Provided data:
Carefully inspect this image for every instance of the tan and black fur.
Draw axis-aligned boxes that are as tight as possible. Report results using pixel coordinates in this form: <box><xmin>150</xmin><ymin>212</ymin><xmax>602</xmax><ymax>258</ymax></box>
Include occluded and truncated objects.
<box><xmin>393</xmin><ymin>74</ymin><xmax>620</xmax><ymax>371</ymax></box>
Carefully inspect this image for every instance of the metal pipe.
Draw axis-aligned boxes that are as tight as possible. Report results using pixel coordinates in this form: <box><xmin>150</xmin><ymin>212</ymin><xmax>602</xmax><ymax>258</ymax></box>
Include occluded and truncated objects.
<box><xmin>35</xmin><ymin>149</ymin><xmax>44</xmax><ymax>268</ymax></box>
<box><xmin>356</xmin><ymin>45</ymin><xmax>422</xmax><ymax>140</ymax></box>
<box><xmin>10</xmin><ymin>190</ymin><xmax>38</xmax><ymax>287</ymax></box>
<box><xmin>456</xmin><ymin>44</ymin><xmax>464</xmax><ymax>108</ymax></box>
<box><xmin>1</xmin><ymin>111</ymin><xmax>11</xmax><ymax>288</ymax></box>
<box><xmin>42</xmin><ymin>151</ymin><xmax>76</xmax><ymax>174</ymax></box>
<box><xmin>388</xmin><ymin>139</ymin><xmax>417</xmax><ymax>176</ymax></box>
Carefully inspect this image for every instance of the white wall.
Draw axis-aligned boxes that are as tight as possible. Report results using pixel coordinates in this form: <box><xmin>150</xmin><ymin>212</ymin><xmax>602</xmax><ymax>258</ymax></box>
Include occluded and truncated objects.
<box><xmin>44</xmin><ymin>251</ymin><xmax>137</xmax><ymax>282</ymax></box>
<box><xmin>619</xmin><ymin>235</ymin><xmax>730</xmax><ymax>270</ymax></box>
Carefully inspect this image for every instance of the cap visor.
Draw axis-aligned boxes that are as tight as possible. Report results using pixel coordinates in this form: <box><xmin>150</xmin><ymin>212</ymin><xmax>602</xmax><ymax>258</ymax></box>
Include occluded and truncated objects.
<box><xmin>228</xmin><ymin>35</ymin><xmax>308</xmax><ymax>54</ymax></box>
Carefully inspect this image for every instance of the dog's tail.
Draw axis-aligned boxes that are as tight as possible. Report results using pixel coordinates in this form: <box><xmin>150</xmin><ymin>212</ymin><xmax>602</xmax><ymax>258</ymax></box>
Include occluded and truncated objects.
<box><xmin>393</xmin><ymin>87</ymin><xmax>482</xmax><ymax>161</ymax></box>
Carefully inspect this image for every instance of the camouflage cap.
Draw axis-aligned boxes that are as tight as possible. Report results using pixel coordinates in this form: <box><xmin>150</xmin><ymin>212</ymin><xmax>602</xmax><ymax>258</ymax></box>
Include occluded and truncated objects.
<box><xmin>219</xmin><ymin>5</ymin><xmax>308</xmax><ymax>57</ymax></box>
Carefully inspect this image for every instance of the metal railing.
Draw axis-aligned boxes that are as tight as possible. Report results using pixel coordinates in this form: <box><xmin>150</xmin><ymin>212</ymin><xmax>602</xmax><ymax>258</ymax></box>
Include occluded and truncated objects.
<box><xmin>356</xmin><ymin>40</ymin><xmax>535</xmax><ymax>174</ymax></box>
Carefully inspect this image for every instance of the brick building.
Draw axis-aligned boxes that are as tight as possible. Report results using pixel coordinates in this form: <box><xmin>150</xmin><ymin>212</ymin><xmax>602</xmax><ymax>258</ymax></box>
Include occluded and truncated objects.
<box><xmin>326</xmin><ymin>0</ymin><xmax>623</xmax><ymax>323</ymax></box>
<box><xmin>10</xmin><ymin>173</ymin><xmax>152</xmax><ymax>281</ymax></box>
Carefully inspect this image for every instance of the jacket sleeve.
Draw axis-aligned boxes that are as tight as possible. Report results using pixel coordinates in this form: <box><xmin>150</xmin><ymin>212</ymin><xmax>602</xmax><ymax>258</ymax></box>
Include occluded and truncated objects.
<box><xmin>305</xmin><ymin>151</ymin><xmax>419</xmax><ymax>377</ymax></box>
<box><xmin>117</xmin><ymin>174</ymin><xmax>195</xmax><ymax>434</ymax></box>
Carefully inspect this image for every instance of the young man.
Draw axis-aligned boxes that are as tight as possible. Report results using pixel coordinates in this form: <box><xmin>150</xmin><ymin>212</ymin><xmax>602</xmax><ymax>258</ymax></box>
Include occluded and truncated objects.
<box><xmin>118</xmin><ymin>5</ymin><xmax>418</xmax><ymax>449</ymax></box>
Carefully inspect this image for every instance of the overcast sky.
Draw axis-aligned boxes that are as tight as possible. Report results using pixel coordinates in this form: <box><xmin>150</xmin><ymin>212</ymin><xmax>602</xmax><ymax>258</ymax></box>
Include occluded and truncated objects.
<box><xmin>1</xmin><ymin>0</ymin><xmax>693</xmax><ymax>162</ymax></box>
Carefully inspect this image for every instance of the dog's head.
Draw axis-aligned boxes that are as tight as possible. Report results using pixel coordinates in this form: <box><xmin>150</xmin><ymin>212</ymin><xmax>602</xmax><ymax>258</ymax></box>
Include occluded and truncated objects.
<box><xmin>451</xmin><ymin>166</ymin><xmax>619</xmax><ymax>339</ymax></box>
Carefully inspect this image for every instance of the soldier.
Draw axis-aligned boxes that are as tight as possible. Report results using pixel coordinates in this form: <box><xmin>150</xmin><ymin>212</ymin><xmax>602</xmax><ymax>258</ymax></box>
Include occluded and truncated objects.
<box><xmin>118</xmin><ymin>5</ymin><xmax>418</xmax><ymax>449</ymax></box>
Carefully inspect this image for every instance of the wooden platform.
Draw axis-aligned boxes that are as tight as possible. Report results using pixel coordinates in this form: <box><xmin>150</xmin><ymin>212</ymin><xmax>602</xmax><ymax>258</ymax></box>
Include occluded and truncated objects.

Aim of the exercise: The output should be the entire listing, exactly as it is.

Response:
Carefully inspect this image for every instance of the tan and black fur.
Draw axis-aligned boxes that are as tight as possible. Report results using pixel coordinates in this form: <box><xmin>150</xmin><ymin>212</ymin><xmax>602</xmax><ymax>258</ymax></box>
Include occluded and truncated objects.
<box><xmin>393</xmin><ymin>74</ymin><xmax>620</xmax><ymax>371</ymax></box>
Carefully inspect this image for every instance of the metal pipe.
Draw axis-aligned boxes that are as tight as possible. Report results using pixel coordinates in this form: <box><xmin>150</xmin><ymin>212</ymin><xmax>602</xmax><ymax>258</ymax></box>
Include occluded and truncated objects.
<box><xmin>35</xmin><ymin>149</ymin><xmax>44</xmax><ymax>268</ymax></box>
<box><xmin>356</xmin><ymin>45</ymin><xmax>422</xmax><ymax>140</ymax></box>
<box><xmin>10</xmin><ymin>190</ymin><xmax>38</xmax><ymax>287</ymax></box>
<box><xmin>456</xmin><ymin>44</ymin><xmax>464</xmax><ymax>108</ymax></box>
<box><xmin>1</xmin><ymin>111</ymin><xmax>11</xmax><ymax>288</ymax></box>
<box><xmin>42</xmin><ymin>151</ymin><xmax>76</xmax><ymax>174</ymax></box>
<box><xmin>388</xmin><ymin>139</ymin><xmax>417</xmax><ymax>176</ymax></box>
Carefully inspect this image for every instance of the white wall.
Draw axis-aligned boxes that are as tight as possible. Report results using pixel coordinates in this form: <box><xmin>150</xmin><ymin>212</ymin><xmax>602</xmax><ymax>258</ymax></box>
Include occluded and truncated objects.
<box><xmin>44</xmin><ymin>251</ymin><xmax>137</xmax><ymax>282</ymax></box>
<box><xmin>619</xmin><ymin>235</ymin><xmax>730</xmax><ymax>270</ymax></box>
Carefully inspect this image for every instance of the cap visor.
Draw axis-aligned boxes that are as tight as possible. Report results using pixel coordinates in this form: <box><xmin>150</xmin><ymin>212</ymin><xmax>602</xmax><ymax>258</ymax></box>
Include occluded and truncated objects.
<box><xmin>228</xmin><ymin>35</ymin><xmax>308</xmax><ymax>54</ymax></box>
Carefully inspect this image for every instance of the dog's tail.
Draw axis-aligned boxes that are as tight as possible. Report results using pixel coordinates in this form: <box><xmin>150</xmin><ymin>212</ymin><xmax>602</xmax><ymax>258</ymax></box>
Include occluded and truncated objects.
<box><xmin>393</xmin><ymin>87</ymin><xmax>482</xmax><ymax>161</ymax></box>
Carefully inspect this image for every instance of the camouflage cap.
Draw axis-aligned boxes that are as tight as possible. Report results using pixel coordinates in this form: <box><xmin>150</xmin><ymin>212</ymin><xmax>602</xmax><ymax>258</ymax></box>
Include occluded and truncated objects.
<box><xmin>219</xmin><ymin>5</ymin><xmax>308</xmax><ymax>57</ymax></box>
Carefully inspect this image for every instance of the metal railing.
Draw axis-aligned boxes that are as tight as possible. Report results using pixel coordinates in this form: <box><xmin>150</xmin><ymin>212</ymin><xmax>602</xmax><ymax>258</ymax></box>
Include occluded and truncated objects.
<box><xmin>356</xmin><ymin>40</ymin><xmax>535</xmax><ymax>174</ymax></box>
Carefully inspect this image for every instance of the brick building.
Draw axis-aligned boxes that are as tight as possible. Report results using pixel coordinates in this form: <box><xmin>150</xmin><ymin>212</ymin><xmax>602</xmax><ymax>258</ymax></box>
Include occluded and truncated objects.
<box><xmin>326</xmin><ymin>0</ymin><xmax>623</xmax><ymax>323</ymax></box>
<box><xmin>10</xmin><ymin>173</ymin><xmax>152</xmax><ymax>281</ymax></box>
Carefully inspect this image for every instance of the jacket sleeve.
Draw axis-aligned boxes that are as tight as possible. Report results using pixel coordinates in this form: <box><xmin>150</xmin><ymin>212</ymin><xmax>602</xmax><ymax>258</ymax></box>
Include occluded and truncated objects.
<box><xmin>305</xmin><ymin>151</ymin><xmax>419</xmax><ymax>377</ymax></box>
<box><xmin>117</xmin><ymin>174</ymin><xmax>195</xmax><ymax>434</ymax></box>
Carefully inspect this image for every instance of the young man.
Draw axis-aligned boxes that are as tight as possible. Report results using pixel coordinates in this form: <box><xmin>150</xmin><ymin>212</ymin><xmax>602</xmax><ymax>258</ymax></box>
Include occluded and truncated objects.
<box><xmin>118</xmin><ymin>5</ymin><xmax>418</xmax><ymax>449</ymax></box>
Carefully inspect this image for every instance of the overcast sky.
Draw axis-aligned boxes that are as tight as possible. Report results using pixel coordinates in this form: <box><xmin>150</xmin><ymin>212</ymin><xmax>602</xmax><ymax>258</ymax></box>
Include occluded and truncated objects.
<box><xmin>1</xmin><ymin>0</ymin><xmax>693</xmax><ymax>162</ymax></box>
Carefully inspect this image for every instance of the dog's head.
Draw axis-aligned boxes that are as tight as possible. Report results using pixel coordinates in this form: <box><xmin>150</xmin><ymin>212</ymin><xmax>602</xmax><ymax>258</ymax></box>
Include occluded and truncated objects.
<box><xmin>451</xmin><ymin>166</ymin><xmax>619</xmax><ymax>339</ymax></box>
Carefully inspect this image for every instance of the soldier.
Draw axis-aligned boxes that are as tight as possible. Report results using pixel coordinates in this form: <box><xmin>150</xmin><ymin>212</ymin><xmax>602</xmax><ymax>258</ymax></box>
Include occluded and truncated objects.
<box><xmin>118</xmin><ymin>5</ymin><xmax>418</xmax><ymax>449</ymax></box>
Carefully inspect this image for every instance of the wooden platform.
Draw axis-aligned boxes that are as tight as possible. Report results using pixel coordinates in this form: <box><xmin>150</xmin><ymin>212</ymin><xmax>602</xmax><ymax>258</ymax></box>
Include occluded and truncated objects.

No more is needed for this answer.